* **Text block**:
* begin *

# Easiest way to calculate the Sum of Harmonic serie?

## Homework Statement

Calculate the sum of the serie.

## Homework Equations

$$\sum^{30}_{i=1} 1/i$$

## The Attempt at a Solution

I broke the problem into parts. I calculated the sum of the geometric series such as:

$$\sum^{4}_{i=1} 2^{-i}$$
$$\sum^{3}_{i=1} 3^{-i}$$
$$\sum^{2}_{i=1} 5^{-i}$$
$$\sum^{1}_{i=1} 7^{-i}$$
and so on for each base with a prime number. Then, I need to sum them to other terms. However, it can be very error-some.

The reason to the question is that I sense that there may be an easier way to calculate the sum. What are the ways to calculate harmonic series? Is my way wrong?

You can use integration by integrating 1/x and making the upper limit 30 and the lower limit 1.

You can use integration by integrating 1/x and making the upper limit 30 and the lower limit 1.

It is a serie, not a continuous function. I have never used integration for series. How does its integration differ from the intregation over a continuous function? Is it an approximated value?

You can use integration by integrating 1/x and making the upper limit 30 and the lower limit 1.

Jesus Christ!!! Where did you learn this? Are you sure about your method..

* end *

* **Stated goal 1**: List every section heading in the harmonic series thread.
* **Stated goal 2**: Retype the harmonic series thread. Begin at the words "It is a serie, not" and stop after "about your method..".

* **Available data**:

* begin *

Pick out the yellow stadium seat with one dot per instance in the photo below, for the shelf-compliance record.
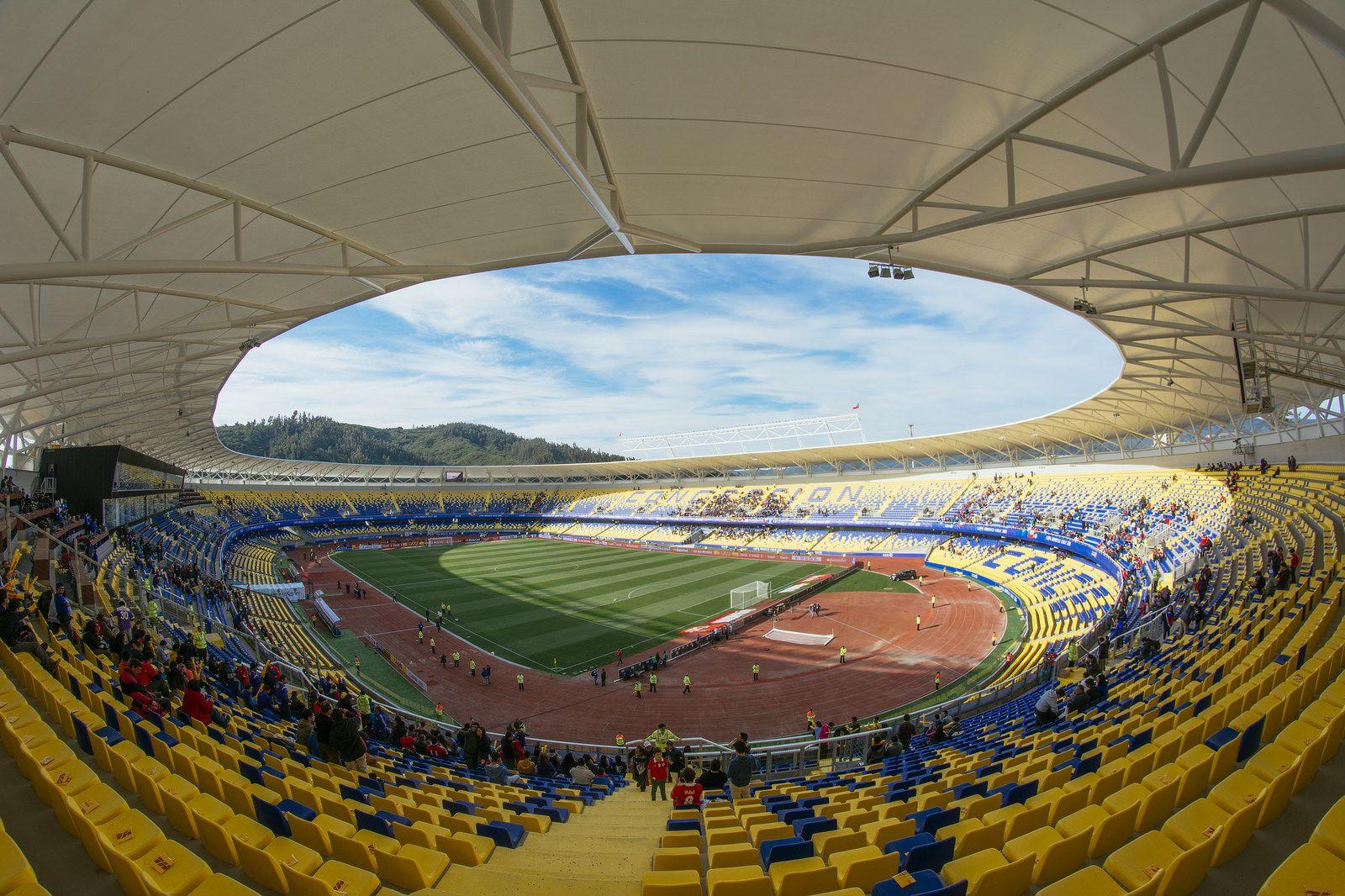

* end *

* **Correct response 1**:
Homework Statement
Homework Equations
The Attempt at a Solution

* **Correct response 2**:
It is a serie, not a continuous function. I have never used integration for series. How does its integration differ from the intregation over a continuous function? Is it an approximated value?

You can use integration by integrating 1/x and making the upper limit 30 and the lower limit 1.

Jesus Christ!!! Where did you learn this? Are you sure about your method..